Stored items from a collection:
>>>>

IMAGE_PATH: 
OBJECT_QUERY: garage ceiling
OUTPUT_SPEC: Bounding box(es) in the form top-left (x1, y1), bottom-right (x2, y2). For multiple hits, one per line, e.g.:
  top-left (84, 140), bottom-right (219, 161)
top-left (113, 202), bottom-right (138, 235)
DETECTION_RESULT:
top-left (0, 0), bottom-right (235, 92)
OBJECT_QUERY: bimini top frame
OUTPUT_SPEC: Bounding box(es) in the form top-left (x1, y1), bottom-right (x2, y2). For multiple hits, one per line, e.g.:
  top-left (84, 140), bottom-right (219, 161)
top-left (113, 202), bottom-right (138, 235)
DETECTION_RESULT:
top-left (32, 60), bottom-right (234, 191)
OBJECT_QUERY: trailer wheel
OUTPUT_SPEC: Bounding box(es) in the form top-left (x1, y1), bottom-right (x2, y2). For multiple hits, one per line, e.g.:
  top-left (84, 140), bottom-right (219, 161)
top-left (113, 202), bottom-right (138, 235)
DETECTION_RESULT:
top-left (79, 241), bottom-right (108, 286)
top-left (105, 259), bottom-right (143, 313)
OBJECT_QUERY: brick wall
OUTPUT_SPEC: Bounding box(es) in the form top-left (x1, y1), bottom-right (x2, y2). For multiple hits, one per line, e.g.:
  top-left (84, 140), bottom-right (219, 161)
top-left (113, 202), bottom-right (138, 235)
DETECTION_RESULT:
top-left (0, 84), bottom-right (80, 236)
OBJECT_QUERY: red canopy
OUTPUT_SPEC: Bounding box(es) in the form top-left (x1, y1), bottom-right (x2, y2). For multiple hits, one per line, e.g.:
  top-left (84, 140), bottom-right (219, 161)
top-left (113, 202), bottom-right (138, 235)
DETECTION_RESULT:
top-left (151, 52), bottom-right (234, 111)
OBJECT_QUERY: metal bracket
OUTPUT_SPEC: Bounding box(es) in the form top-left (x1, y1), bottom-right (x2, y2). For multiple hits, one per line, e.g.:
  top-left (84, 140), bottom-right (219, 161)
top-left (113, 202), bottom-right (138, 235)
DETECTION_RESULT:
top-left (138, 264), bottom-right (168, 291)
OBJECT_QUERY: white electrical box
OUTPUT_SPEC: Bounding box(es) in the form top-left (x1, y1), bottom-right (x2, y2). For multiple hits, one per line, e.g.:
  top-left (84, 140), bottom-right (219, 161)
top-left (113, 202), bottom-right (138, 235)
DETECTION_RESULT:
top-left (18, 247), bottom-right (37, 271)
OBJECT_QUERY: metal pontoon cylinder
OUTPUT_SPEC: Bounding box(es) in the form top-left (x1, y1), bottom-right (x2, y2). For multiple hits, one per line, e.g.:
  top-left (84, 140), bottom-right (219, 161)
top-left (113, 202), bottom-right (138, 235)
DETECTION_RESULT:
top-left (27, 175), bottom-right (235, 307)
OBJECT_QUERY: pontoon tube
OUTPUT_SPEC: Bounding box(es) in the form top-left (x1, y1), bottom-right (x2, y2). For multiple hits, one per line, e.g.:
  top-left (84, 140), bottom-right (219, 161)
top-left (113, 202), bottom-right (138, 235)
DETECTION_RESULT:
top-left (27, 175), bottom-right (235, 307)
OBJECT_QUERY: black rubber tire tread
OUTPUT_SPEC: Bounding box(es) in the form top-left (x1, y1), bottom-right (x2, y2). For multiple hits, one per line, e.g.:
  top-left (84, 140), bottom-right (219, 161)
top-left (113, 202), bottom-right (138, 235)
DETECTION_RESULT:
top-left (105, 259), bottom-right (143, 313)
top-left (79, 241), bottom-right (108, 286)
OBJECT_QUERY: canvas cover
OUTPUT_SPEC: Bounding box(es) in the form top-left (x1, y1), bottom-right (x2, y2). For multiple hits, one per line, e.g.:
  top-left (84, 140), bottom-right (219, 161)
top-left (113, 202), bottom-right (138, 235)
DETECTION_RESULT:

<<<<

Update the entries from their first line through the line containing "top-left (151, 52), bottom-right (234, 111)": replace "brick wall" with "stone wall" and keep everything else unchanged.

→ The answer:
IMAGE_PATH: 
OBJECT_QUERY: garage ceiling
OUTPUT_SPEC: Bounding box(es) in the form top-left (x1, y1), bottom-right (x2, y2). For multiple hits, one per line, e.g.:
  top-left (84, 140), bottom-right (219, 161)
top-left (113, 202), bottom-right (138, 235)
DETECTION_RESULT:
top-left (0, 0), bottom-right (235, 92)
OBJECT_QUERY: bimini top frame
OUTPUT_SPEC: Bounding box(es) in the form top-left (x1, y1), bottom-right (x2, y2). For multiple hits, one per line, e.g.:
  top-left (84, 140), bottom-right (219, 161)
top-left (113, 202), bottom-right (138, 235)
DETECTION_RESULT:
top-left (32, 60), bottom-right (234, 191)
OBJECT_QUERY: trailer wheel
OUTPUT_SPEC: Bounding box(es) in the form top-left (x1, y1), bottom-right (x2, y2). For multiple hits, one per line, e.g.:
  top-left (84, 140), bottom-right (219, 161)
top-left (113, 202), bottom-right (138, 235)
DETECTION_RESULT:
top-left (79, 241), bottom-right (108, 286)
top-left (105, 259), bottom-right (143, 313)
OBJECT_QUERY: stone wall
OUTPUT_SPEC: Bounding box(es) in the form top-left (x1, y1), bottom-right (x2, y2). For multiple hits, one per line, e.g.:
  top-left (84, 140), bottom-right (219, 161)
top-left (113, 202), bottom-right (138, 235)
DETECTION_RESULT:
top-left (0, 84), bottom-right (80, 236)
OBJECT_QUERY: red canopy
OUTPUT_SPEC: Bounding box(es) in the form top-left (x1, y1), bottom-right (x2, y2). For multiple hits, one per line, e.g.:
  top-left (84, 140), bottom-right (219, 161)
top-left (113, 202), bottom-right (138, 235)
DETECTION_RESULT:
top-left (151, 52), bottom-right (234, 111)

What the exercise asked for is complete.